Text:
* * * *
Data Protection regulations, such as GDPR, and AI governance frameworks require personal data to be protected when used in AI systems, and that the users have control over their data and awareness about how it is being used. For example, Article 35 of GDPR requires organizations to systematically analyze, identify and minimize the data protection risks of a project, especially when the project involves innovative technologies such as Artificial Intelligence, Machine Learning and Deep Learning. Thus, proper mechanisms need to be in place to quantitatively evaluate and verify the privacy of individuals in every step of the data processing pipeline in AI systems.

ML Privacy Meter is a Python library (ml_privacy_meter) that enables quantifying the privacy risks of machine learning models. The tool provides privacy risk scores which help in identifying data records among the training data that are under high risk of being leaked through the model parameters or predictions. Details about how the tool can aid practitioners in regulatory compliance are provided in this article and its talk.

ML Privacy Meter Diagram

Privacy Risks of Machine Learning Models

Machine learning models encode information about the datasets on which they are trained. The encoded information is supposed to reflect the general patterns underlying the population data. However, it is commonly observed that these models memorize specific information about some members of their training data. This is reflected in the predictions of a model, which exhibit a different behavior on training data versus test data, and in the model's parameters which store statistically correlated information about specific data points in their training set. Models with high generalization gap as well as the models with high capacity (such as deep neural networks) are more susceptible to memorizing data points from their training set.

Recent inference algorithms, e.g., [1, 2], have demonstrated this vulnerability of machine learning models and crafted attacks to extract information about the training data of models. Specifically these algorithms detect the presence of a particular record in the training dataset of a model, thus called membership inference attacks. The privacy risks of models, with respect to their predictions (black-box setting) and parameters (white-box setting), can be evaluated as the accuracy of such attacks against their training data. ML Privacy Meter implements membership inference attacks in both the black-box and white-box settings. Ability to detect membership in the dataset using the released models is a measure of information leakage about the individuals in the dataset from the model.

In the black-box setting, we can only observe predictions of the model. The attack involves training inference algorithms that can distinguish between training set members and non-members from the model predictions. This scenario can be used to measure the privacy risks against legitimate users of a model who seek predictions on their queries. In the white-box setting, we can also observe the parameters of the model. This reflects the scenario where a model is outsourced to a potentially untrusted server or to the cloud, or is shared with an aggregator in the federated learning setting.
* * * *
(Data records)
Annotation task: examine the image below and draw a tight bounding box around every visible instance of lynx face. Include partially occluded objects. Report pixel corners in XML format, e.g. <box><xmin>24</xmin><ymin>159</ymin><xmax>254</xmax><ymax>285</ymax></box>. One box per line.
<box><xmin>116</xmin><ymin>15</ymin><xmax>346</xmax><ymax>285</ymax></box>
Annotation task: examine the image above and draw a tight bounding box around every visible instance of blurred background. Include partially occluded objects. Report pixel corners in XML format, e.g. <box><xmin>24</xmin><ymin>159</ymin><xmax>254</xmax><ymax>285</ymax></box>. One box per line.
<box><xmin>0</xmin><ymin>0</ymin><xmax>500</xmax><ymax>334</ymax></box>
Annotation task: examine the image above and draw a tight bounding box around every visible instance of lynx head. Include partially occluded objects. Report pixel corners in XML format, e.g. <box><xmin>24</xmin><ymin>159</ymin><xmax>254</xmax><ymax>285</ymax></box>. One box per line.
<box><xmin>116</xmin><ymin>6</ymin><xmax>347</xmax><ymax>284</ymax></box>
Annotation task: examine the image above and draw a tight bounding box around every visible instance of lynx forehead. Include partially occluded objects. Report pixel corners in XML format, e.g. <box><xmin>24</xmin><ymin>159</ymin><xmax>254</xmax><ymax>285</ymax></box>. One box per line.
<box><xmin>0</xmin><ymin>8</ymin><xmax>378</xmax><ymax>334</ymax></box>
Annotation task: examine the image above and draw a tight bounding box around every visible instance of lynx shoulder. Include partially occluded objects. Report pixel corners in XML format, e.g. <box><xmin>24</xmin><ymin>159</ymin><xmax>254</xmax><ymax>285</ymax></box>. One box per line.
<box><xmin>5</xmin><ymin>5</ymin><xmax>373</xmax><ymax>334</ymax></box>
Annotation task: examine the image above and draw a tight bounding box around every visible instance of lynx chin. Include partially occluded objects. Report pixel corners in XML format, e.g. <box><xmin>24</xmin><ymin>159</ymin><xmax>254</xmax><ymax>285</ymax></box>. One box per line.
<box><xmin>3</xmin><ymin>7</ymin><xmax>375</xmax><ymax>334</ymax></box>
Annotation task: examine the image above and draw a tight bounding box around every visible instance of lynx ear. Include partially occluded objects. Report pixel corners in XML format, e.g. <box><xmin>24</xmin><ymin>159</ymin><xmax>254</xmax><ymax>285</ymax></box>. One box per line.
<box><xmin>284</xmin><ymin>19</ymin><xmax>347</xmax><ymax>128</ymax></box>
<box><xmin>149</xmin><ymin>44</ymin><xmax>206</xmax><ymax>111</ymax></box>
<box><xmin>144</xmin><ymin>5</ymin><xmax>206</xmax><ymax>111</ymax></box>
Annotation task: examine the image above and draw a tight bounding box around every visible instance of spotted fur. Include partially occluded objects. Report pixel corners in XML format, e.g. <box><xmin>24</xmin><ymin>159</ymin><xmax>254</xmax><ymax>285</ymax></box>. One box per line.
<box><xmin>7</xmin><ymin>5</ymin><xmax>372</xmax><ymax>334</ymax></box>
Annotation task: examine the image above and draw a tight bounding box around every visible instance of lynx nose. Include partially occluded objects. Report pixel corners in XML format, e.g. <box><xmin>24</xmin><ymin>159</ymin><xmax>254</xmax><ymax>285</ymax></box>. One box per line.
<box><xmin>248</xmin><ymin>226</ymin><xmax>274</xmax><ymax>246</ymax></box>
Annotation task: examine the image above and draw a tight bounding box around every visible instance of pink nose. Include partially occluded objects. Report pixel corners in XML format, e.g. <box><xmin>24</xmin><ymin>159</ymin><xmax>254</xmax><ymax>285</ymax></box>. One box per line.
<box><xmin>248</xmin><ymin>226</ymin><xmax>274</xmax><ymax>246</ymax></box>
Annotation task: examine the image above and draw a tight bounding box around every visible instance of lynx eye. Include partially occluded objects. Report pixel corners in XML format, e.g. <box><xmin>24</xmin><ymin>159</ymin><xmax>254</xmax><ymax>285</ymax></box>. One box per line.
* * * *
Written exercise:
Rewrite the passage of the ML privacy text from "ML Privacy Meter Diagram" up to and including "from their training set.", switching "memorize" to "retain".

Response for this exercise:
ML Privacy Meter Diagram

Privacy Risks of Machine Learning Models

Machine learning models encode information about the datasets on which they are trained. The encoded information is supposed to reflect the general patterns underlying the population data. However, it is commonly observed that these models retain specific information about some members of their training data. This is reflected in the predictions of a model, which exhibit a different behavior on training data versus test data, and in the model's parameters which store statistically correlated information about specific data points in their training set. Models with high generalization gap as well as the models with high capacity (such as deep neural networks) are more susceptible to memorizing data points from their training set.